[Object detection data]
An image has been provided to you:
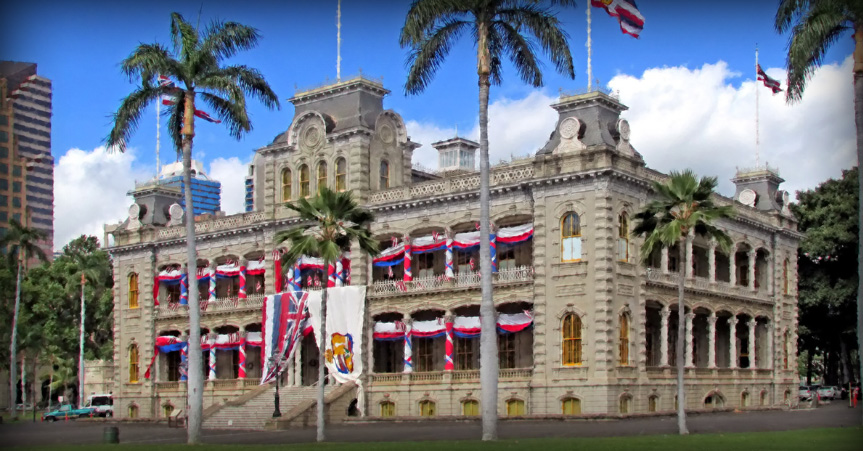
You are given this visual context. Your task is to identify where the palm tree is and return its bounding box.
[775,0,863,426]
[632,169,734,435]
[0,219,47,419]
[399,0,575,440]
[275,187,378,442]
[106,13,279,444]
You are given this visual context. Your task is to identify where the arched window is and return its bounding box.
[129,273,138,308]
[461,399,479,417]
[506,399,524,416]
[336,158,348,192]
[560,213,581,262]
[620,395,632,414]
[561,398,581,415]
[380,160,390,189]
[563,313,581,365]
[318,161,327,192]
[381,401,396,418]
[300,165,312,197]
[129,344,138,384]
[617,211,629,262]
[618,312,629,366]
[420,399,437,417]
[279,168,291,202]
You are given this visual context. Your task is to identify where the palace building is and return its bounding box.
[105,77,802,428]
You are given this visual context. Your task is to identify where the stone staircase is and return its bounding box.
[203,385,332,430]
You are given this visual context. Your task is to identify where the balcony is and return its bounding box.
[647,268,770,301]
[369,266,534,296]
[154,294,264,318]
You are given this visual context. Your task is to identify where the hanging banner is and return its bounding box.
[309,286,366,383]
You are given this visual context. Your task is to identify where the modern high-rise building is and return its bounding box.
[0,61,54,259]
[159,160,222,216]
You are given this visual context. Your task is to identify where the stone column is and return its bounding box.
[728,315,737,368]
[659,308,671,366]
[707,240,716,283]
[684,233,694,279]
[685,312,695,368]
[765,321,776,370]
[747,249,757,291]
[403,315,414,373]
[208,333,218,381]
[728,245,737,286]
[746,318,758,369]
[707,312,717,368]
[659,246,668,274]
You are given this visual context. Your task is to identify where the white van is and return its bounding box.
[85,393,114,417]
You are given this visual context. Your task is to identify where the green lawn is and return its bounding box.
[10,427,863,451]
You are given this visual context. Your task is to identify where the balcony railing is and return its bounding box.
[647,268,769,300]
[155,294,264,318]
[369,266,534,295]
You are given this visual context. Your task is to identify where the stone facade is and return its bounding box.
[106,78,801,417]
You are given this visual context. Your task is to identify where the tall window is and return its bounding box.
[560,213,581,262]
[617,211,629,262]
[381,401,396,418]
[420,400,436,417]
[281,168,291,202]
[129,273,138,308]
[336,158,348,192]
[561,398,581,415]
[497,334,515,369]
[506,399,524,416]
[318,161,327,191]
[461,399,479,417]
[380,160,390,189]
[618,313,629,368]
[129,344,138,384]
[300,165,312,197]
[563,313,581,365]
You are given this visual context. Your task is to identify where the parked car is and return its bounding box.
[42,404,95,421]
[85,394,114,417]
[797,385,812,401]
[818,385,839,399]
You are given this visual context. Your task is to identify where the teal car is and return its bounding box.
[42,404,96,421]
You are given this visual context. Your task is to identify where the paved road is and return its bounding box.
[0,402,861,447]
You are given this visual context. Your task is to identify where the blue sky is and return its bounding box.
[0,0,853,245]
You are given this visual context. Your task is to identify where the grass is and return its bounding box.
[6,427,863,451]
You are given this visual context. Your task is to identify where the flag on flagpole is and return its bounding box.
[590,0,644,38]
[755,64,782,94]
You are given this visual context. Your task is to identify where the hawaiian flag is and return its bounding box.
[590,0,644,38]
[261,291,309,385]
[755,64,782,94]
[195,110,222,124]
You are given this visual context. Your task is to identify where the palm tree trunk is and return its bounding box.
[854,24,863,424]
[183,91,204,445]
[676,241,689,435]
[9,254,23,420]
[477,17,500,440]
[317,258,330,442]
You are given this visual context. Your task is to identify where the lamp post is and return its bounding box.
[270,357,282,418]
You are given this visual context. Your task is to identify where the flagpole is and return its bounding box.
[336,0,342,82]
[755,44,761,169]
[585,1,593,92]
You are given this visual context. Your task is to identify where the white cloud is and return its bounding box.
[54,146,147,250]
[609,57,856,195]
[207,157,248,215]
[406,56,856,199]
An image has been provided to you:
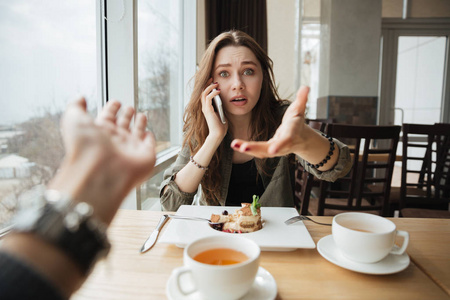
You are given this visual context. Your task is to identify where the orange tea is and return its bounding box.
[194,248,248,265]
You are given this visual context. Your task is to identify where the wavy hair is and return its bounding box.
[183,30,283,205]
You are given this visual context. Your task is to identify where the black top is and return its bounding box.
[225,159,264,206]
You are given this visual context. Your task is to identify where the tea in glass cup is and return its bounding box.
[174,235,261,299]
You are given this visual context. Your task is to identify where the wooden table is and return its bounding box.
[72,210,450,300]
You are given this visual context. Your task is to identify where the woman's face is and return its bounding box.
[212,46,263,118]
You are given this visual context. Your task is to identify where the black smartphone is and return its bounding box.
[213,89,227,124]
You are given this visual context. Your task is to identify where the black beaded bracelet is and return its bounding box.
[306,133,335,169]
[189,155,208,171]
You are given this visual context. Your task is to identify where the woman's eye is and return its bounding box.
[219,71,229,77]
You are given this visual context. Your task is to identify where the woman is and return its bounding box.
[161,31,351,211]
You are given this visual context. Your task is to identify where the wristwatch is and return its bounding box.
[13,190,111,275]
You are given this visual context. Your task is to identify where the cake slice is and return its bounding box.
[211,203,262,233]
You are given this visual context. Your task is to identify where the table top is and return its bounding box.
[72,210,450,299]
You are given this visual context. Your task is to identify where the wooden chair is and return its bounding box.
[400,124,450,218]
[309,124,401,216]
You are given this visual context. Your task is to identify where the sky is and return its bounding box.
[0,0,97,125]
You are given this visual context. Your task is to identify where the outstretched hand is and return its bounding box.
[231,87,309,158]
[53,99,156,223]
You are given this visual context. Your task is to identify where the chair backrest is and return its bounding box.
[317,124,401,216]
[399,123,450,210]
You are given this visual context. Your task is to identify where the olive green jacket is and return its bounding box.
[160,107,352,211]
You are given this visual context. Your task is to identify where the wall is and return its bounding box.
[267,0,298,100]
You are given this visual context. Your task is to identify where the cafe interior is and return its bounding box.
[0,0,450,300]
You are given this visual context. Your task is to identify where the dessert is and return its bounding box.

- _WHAT YOU ARE ASKED TO DO_: Scale the lines starting with the line that contains "trunk is and return its bounding box." and going on through the line that contains "[406,56,856,199]", both ends included, and give only those lines again, requests included. Multiply every bounding box coordinate in the answers by 1.65 and round to whole numbers, with halves rounded up.

- _FULL RESPONSE_:
You are given this visual context. Your task is to identify where the palm tree trunk is and return its bounding box.
[1409,40,1424,700]
[302,150,337,734]
[1115,398,1137,718]
[15,419,38,693]
[787,28,825,726]
[523,426,545,729]
You are given this visual context. Your task is to identify where the lamp post is and return its bounding box.
[446,589,465,690]
You are given this visual context. Your task is to identify where the flagpole is and return its bounding box.
[554,0,564,135]
[1246,73,1256,279]
[965,2,978,152]
You are given this visual context. Your task is to identify where the white cloud is and return its bounding box.
[89,241,243,413]
[1005,94,1412,322]
[342,259,409,355]
[670,92,1412,328]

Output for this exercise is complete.